Print every entry exactly as it appears, but skip the pictures.

----- Task data -----

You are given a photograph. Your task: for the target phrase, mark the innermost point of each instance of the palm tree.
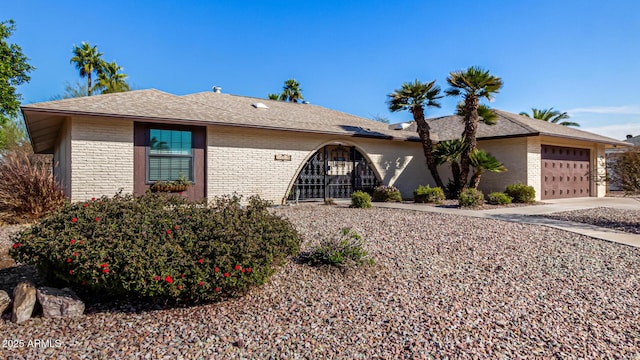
(291, 91)
(473, 83)
(414, 97)
(483, 162)
(550, 115)
(87, 60)
(110, 80)
(450, 151)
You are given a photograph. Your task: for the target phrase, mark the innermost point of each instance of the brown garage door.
(565, 172)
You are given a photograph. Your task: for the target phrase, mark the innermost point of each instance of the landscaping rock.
(24, 300)
(5, 300)
(59, 302)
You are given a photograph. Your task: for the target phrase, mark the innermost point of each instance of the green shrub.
(360, 199)
(159, 246)
(344, 250)
(498, 198)
(521, 193)
(428, 194)
(28, 189)
(471, 197)
(385, 193)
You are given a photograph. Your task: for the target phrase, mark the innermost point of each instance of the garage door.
(565, 172)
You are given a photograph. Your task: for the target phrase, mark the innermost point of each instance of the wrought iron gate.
(335, 171)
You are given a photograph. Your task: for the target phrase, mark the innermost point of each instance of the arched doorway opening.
(334, 171)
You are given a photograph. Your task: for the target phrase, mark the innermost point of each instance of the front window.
(170, 155)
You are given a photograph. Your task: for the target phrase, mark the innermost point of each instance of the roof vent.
(259, 106)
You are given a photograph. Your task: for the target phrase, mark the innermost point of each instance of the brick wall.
(101, 157)
(243, 160)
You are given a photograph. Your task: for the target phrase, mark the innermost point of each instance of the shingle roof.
(511, 125)
(205, 108)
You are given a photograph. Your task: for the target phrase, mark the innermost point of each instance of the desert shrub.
(28, 189)
(471, 197)
(360, 199)
(344, 250)
(428, 194)
(521, 193)
(624, 170)
(159, 246)
(385, 193)
(498, 198)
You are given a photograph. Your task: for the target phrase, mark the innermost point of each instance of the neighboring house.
(283, 151)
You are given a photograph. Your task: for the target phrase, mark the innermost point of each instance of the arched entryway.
(334, 171)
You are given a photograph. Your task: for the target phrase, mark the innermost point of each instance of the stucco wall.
(62, 158)
(243, 160)
(514, 154)
(101, 157)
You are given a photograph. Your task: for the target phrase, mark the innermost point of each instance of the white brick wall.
(101, 157)
(513, 154)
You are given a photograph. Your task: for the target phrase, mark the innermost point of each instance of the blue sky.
(576, 56)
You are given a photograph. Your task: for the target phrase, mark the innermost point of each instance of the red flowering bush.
(159, 246)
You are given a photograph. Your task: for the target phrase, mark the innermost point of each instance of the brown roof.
(207, 108)
(511, 125)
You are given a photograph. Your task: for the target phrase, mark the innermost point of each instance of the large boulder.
(24, 300)
(59, 302)
(5, 300)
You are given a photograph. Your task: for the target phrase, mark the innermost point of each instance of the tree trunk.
(470, 129)
(427, 144)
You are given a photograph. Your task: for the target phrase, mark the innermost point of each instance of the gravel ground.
(443, 286)
(618, 219)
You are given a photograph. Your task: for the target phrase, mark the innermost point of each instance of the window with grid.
(170, 155)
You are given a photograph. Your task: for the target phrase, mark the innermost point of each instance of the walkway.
(523, 215)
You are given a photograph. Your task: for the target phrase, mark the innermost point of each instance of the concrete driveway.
(526, 215)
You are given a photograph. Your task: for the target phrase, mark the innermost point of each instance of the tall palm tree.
(450, 151)
(414, 97)
(291, 91)
(110, 79)
(483, 162)
(550, 115)
(87, 60)
(473, 84)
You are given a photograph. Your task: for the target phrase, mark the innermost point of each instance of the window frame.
(148, 154)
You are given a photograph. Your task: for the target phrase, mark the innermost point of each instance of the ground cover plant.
(159, 246)
(498, 198)
(28, 189)
(344, 250)
(471, 197)
(384, 193)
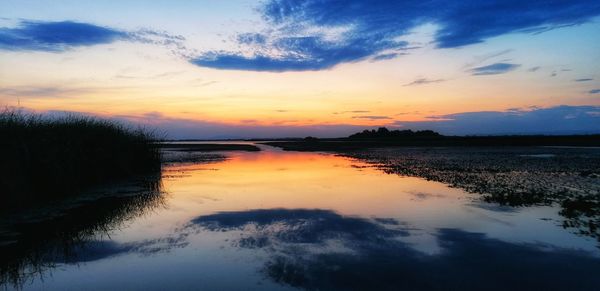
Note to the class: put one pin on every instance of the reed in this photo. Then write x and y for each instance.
(44, 157)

-----

Response to the task
You are given a photograph. Your task: for the target phrase, mark the innermost point of each instance of the palm tree.
(291, 91)
(473, 83)
(414, 97)
(483, 162)
(550, 115)
(87, 60)
(110, 80)
(450, 151)
You are given a photograph. Your task: for the target phrase, mark the innermost point of each instance of the brown garage door.
(565, 172)
You are given a photograph. Your task: for the target phrase, mark the innermost point of each instance of the landscaping rock.
(24, 300)
(5, 300)
(59, 302)
You are given a photograph. Your task: for the target phrase, mark the innermost point of each instance of the green shrub.
(360, 199)
(159, 246)
(344, 250)
(498, 198)
(521, 193)
(428, 194)
(28, 189)
(471, 197)
(385, 193)
You are given a photograph. Your task: for the target phrase, mark the innermost point of each instance of the garage door.
(565, 172)
You are given a photograph. Your task: for the target phrase, mark the innermost point of each instance of the wrought iron gate.
(335, 171)
You are given a photograph. Your task: for the target phrase, mark the innermost point of each instance of the arched doorway opening.
(334, 171)
You are given a photograph. Your task: for the target phrase, mark the innermost point of each instance of the front window.
(170, 155)
You are given a photograph. Your task: for the target phrase, mark the innermost point of each instance of the roof vent.
(259, 106)
You are given a photograph. Your task: for the target phrase, mark the innermost point of each instance of the brick wall.
(101, 157)
(243, 160)
You are given a photograph. Your task: for the target phrase, mark the innermost point of each instance of the shingle roof.
(511, 125)
(205, 108)
You are given a photograph. Your task: for the target phrase, mark the innermost point of each instance of the desert shrub.
(28, 189)
(471, 197)
(360, 199)
(344, 250)
(428, 194)
(521, 193)
(624, 170)
(159, 246)
(385, 193)
(498, 198)
You are given a photograph. Your task: for the target phrase, mark the innermost point of each instance of the neighboring house.
(283, 151)
You are given a photograph. Your task: for the target phrase, mark the innermost point of each instance of the arched entryway.
(334, 171)
You are given a photograph. Your task: for the target phrase, mark the innermost point of each instance of the stucco wall.
(62, 158)
(243, 160)
(514, 154)
(101, 157)
You are given a photograph. Your task: for the target phrase, mark the innermost point of each instance of the white brick wall.
(101, 157)
(513, 154)
You are given a photograph. Your task: for the target phrase, mark the innermost point of each instance of the blue sky.
(576, 56)
You are given a photograph. Your task: for the target phrase, mark the innermost point of each instance of the red flowering bush.
(159, 246)
You are given a photograph. Your task: for the target phrase, mark the innermost point of each instance of the brown roof.
(207, 108)
(511, 125)
You are given a photograph. Your task: for the target phrase, mark the innermost point of each instance of the large boulder.
(24, 300)
(59, 302)
(5, 300)
You are given a photograph. Your task: for the target phrase, mark the innermost point of each instance of the tree trunk.
(470, 129)
(427, 144)
You are given a photograph. Your task: for the target phrase, mark the innermost point of each instance of the gravel ground.
(443, 286)
(618, 219)
You are given a photograph. Your task: for the target phrase, mark the innermost point of each instance of the window with grid.
(170, 155)
You are given a photograph. Your task: for the target phrase, mark the innermost point of each instance of the walkway.
(523, 215)
You are given a photograph. Your task: for the target phrase, mark the innermost point of each instance of the concrete driveway.
(526, 215)
You are given a photograph. Your task: for the target phrase, mark the innermost point of each instance of the tall palm tree.
(450, 151)
(414, 97)
(291, 91)
(110, 79)
(483, 162)
(550, 115)
(87, 60)
(473, 84)
You are given a photograph. Your task: for the target phrase, mark the innermost point of each instance of the window frame.
(148, 154)
You are given a photograph. Your task: for the target phrase, mark the innermost point of each instance of the ground cover plant.
(159, 246)
(498, 198)
(28, 189)
(344, 250)
(471, 197)
(384, 193)
Note to the class: put one pin on every instance of the reed in this photo. Then write x and y for each instance.
(44, 157)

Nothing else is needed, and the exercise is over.